## RECORDS PROVIDED
* begin *
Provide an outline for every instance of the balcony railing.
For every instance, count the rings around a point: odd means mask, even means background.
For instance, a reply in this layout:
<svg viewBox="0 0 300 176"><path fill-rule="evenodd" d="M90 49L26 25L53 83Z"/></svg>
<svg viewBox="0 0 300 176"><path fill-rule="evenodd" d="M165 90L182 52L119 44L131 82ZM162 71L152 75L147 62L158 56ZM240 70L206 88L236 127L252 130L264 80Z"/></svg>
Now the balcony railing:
* end *
Update the listing above by replacing every occurrence of "balcony railing" with "stair banister", leaving all other text unchanged.

## RESPONSE
Provide an outline for every instance of the stair banister.
For every instance, count the rings around a point: odd means mask, even means background.
For instance, a reply in this layout:
<svg viewBox="0 0 300 176"><path fill-rule="evenodd" d="M90 49L26 25L53 83Z"/></svg>
<svg viewBox="0 0 300 176"><path fill-rule="evenodd" d="M165 90L182 52L119 44L131 82ZM162 71L152 75L147 62L158 56ZM240 70L206 88L236 127L252 130L264 80Z"/></svg>
Now the stair banister:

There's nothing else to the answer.